(Available data)
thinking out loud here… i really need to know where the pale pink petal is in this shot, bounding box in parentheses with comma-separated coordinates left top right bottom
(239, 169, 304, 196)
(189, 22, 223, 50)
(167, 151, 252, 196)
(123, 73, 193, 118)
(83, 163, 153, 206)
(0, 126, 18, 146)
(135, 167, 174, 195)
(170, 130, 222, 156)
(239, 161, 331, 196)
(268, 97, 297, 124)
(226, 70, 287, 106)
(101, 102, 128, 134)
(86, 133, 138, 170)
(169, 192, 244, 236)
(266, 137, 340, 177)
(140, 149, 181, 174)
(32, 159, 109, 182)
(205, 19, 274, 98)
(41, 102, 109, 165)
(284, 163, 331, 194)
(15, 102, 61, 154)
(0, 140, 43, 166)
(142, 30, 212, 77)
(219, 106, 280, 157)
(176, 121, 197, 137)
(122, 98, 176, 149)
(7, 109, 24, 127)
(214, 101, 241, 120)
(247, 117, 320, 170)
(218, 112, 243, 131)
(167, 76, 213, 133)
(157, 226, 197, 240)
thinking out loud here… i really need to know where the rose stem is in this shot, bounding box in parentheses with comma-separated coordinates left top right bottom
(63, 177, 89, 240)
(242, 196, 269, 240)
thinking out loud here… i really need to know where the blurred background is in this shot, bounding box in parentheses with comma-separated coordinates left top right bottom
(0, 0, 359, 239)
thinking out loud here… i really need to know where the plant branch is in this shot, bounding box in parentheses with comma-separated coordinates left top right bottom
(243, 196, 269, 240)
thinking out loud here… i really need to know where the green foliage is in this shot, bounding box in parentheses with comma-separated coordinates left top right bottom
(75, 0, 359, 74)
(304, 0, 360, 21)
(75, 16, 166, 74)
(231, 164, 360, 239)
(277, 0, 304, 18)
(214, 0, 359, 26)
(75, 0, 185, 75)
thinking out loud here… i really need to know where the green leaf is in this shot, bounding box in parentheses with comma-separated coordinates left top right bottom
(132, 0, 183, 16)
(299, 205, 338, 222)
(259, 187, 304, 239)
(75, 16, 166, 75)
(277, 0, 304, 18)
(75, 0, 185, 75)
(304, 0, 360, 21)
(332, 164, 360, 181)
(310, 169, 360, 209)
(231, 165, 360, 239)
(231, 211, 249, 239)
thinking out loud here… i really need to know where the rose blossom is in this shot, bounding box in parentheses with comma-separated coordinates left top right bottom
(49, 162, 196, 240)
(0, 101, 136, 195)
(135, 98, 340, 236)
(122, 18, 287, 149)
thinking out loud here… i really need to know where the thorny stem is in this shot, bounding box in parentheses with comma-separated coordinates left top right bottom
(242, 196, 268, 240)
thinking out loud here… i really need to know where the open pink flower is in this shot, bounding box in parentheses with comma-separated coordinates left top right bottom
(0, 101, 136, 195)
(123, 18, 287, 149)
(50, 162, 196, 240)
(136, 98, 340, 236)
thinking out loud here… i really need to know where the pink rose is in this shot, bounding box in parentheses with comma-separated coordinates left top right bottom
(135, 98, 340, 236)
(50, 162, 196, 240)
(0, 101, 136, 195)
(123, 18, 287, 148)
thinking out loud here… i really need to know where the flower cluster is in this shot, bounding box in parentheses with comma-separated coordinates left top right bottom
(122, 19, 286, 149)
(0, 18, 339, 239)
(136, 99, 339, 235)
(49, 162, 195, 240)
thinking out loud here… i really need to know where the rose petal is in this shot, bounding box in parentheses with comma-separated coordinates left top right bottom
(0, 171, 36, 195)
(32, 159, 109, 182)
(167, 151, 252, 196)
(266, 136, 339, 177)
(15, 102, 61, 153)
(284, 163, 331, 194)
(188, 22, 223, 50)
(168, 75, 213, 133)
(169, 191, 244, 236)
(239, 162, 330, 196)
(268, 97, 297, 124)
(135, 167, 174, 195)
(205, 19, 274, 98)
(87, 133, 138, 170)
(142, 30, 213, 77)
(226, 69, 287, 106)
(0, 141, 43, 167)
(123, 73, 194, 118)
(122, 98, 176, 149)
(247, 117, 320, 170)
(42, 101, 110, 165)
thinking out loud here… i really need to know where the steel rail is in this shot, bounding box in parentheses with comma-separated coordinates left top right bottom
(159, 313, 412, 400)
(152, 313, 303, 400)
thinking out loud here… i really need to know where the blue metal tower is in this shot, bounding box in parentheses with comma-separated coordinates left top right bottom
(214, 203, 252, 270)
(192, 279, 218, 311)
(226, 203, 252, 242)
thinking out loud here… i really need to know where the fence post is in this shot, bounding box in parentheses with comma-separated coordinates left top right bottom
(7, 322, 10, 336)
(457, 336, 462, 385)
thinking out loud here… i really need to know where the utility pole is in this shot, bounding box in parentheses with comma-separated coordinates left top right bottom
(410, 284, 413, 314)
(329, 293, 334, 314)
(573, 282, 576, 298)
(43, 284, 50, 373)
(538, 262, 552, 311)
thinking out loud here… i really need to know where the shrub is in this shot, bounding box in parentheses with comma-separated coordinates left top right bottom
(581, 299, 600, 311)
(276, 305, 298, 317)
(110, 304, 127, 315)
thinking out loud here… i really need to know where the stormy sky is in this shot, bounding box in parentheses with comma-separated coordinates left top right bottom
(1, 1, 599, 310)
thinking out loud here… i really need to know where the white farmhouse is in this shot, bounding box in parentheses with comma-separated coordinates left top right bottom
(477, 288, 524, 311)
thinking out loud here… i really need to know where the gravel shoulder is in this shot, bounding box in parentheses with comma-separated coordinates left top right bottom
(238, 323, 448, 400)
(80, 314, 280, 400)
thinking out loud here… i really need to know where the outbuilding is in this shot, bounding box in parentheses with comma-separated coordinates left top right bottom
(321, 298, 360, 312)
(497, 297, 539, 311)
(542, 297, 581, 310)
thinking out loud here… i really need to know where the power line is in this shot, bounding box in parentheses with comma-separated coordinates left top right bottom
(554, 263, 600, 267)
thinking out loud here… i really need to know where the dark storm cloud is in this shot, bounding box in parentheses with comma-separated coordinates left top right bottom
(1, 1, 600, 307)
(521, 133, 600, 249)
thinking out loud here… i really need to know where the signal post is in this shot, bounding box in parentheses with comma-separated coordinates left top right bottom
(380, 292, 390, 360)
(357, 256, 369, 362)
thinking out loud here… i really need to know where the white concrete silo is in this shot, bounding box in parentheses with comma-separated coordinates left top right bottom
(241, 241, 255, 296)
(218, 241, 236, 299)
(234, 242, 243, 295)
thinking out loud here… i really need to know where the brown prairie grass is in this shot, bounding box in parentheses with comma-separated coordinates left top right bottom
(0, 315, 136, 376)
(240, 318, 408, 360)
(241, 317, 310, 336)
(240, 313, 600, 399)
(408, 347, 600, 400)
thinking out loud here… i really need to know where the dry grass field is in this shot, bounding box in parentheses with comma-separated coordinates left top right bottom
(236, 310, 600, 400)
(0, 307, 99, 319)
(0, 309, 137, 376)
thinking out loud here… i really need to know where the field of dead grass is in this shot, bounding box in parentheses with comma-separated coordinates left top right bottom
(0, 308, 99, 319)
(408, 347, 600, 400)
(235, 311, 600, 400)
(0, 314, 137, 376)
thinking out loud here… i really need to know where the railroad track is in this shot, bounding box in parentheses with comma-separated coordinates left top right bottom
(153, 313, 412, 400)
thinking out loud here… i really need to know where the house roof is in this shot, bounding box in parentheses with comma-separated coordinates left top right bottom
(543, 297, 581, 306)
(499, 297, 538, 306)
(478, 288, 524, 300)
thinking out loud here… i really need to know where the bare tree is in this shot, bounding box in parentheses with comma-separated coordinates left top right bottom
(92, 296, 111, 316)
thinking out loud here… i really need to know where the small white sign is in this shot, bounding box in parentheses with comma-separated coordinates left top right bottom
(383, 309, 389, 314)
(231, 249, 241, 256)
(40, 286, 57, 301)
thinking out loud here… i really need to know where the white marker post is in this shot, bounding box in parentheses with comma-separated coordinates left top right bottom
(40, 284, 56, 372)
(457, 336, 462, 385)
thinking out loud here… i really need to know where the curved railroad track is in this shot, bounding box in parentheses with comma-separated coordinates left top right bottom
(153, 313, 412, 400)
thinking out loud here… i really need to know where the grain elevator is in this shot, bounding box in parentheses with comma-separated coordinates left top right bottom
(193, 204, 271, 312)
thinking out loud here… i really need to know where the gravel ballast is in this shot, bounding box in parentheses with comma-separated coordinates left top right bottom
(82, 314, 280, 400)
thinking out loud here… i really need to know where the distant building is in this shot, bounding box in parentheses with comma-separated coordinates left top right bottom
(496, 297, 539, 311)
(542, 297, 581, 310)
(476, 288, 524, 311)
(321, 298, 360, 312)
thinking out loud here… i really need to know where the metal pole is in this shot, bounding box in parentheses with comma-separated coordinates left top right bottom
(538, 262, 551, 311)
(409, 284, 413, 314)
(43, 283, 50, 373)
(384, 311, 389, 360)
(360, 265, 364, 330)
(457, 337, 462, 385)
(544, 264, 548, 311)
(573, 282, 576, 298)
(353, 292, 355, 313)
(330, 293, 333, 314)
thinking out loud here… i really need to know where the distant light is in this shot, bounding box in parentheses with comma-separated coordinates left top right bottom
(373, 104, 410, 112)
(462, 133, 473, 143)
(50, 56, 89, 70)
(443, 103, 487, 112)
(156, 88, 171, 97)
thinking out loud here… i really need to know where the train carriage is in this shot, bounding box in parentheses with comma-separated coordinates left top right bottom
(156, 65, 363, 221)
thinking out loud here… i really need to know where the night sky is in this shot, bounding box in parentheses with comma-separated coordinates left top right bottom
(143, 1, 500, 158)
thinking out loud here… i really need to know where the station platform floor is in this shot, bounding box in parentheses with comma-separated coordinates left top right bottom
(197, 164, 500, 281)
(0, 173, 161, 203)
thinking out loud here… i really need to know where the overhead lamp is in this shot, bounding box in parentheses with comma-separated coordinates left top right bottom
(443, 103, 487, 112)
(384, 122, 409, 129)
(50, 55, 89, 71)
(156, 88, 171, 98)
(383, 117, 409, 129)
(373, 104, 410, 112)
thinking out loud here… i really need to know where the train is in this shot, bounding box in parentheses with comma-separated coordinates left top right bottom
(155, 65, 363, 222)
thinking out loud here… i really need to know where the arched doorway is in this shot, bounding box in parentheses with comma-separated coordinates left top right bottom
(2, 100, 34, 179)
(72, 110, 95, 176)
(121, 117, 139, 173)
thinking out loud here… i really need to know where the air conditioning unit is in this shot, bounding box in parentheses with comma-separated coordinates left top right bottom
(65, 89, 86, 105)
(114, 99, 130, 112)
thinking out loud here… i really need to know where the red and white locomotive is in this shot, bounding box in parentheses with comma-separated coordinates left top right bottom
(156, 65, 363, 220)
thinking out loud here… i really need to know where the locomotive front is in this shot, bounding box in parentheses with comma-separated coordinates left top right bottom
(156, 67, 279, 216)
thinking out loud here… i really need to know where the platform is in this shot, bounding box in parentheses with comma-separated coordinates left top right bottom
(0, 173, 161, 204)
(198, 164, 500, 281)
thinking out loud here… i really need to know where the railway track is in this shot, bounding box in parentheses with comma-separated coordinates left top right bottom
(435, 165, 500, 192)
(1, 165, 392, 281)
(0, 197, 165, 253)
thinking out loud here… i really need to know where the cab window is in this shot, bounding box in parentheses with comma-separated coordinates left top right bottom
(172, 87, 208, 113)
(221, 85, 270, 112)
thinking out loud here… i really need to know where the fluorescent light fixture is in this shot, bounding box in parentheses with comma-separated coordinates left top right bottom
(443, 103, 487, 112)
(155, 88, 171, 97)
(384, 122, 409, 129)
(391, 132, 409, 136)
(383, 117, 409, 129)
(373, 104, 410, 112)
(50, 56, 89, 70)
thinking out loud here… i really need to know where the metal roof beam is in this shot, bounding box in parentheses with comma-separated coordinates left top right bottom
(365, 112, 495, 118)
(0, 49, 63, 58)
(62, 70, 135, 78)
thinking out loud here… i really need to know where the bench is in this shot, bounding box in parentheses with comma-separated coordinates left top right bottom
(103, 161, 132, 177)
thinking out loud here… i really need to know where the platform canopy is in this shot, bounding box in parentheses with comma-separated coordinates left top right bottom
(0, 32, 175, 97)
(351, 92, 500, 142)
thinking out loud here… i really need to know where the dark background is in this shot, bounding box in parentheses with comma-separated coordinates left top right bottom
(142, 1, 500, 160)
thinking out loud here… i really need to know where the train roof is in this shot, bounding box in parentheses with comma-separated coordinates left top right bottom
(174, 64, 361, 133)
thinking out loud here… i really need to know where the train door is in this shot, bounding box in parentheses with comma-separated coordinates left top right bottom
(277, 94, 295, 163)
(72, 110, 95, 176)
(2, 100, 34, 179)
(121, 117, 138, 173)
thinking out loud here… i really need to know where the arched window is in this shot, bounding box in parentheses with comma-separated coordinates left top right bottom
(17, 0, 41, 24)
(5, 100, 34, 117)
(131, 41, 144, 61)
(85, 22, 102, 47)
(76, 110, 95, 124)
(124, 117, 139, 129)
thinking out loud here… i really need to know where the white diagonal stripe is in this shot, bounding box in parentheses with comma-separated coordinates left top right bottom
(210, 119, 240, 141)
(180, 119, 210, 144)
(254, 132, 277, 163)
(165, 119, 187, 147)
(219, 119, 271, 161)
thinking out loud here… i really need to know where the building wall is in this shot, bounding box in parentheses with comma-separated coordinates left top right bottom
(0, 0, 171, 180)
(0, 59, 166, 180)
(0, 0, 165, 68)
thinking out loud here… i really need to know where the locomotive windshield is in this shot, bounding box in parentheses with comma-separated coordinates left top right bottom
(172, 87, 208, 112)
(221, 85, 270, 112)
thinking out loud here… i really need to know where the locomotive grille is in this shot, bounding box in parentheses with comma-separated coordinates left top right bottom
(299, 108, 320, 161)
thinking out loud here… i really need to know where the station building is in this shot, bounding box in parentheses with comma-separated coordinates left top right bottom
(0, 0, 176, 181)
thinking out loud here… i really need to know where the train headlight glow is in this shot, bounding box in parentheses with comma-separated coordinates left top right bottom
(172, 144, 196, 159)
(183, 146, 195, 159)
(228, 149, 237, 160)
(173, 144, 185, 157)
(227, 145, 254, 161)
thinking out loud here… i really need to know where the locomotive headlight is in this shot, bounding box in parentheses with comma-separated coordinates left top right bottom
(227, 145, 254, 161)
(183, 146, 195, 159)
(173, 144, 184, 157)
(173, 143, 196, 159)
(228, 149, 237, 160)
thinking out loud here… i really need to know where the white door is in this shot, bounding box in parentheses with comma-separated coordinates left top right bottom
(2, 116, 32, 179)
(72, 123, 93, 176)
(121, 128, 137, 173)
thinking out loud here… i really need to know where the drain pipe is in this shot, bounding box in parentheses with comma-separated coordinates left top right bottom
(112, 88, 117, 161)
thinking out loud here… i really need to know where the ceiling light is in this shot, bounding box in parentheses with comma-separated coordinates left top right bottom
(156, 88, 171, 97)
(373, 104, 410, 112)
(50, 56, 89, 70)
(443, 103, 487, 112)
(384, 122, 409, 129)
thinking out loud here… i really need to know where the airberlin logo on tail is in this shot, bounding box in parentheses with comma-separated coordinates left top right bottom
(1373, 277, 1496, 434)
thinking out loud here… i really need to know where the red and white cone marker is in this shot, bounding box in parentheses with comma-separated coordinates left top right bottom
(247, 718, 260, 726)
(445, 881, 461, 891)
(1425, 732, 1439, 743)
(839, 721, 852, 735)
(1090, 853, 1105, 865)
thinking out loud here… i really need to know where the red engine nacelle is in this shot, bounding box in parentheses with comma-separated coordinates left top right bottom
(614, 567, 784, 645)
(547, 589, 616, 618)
(End Available data)
### Work task
Only the lines from the one holding "the red engine" through the end of the records should appear in the answer, each repeated exactly.

### Answer box
thinking out loud here… i really need to know where the red engine nacelle is in this shot, bounding box in parentheses with comma-separated coordinates left top right bottom
(614, 567, 784, 645)
(547, 589, 616, 618)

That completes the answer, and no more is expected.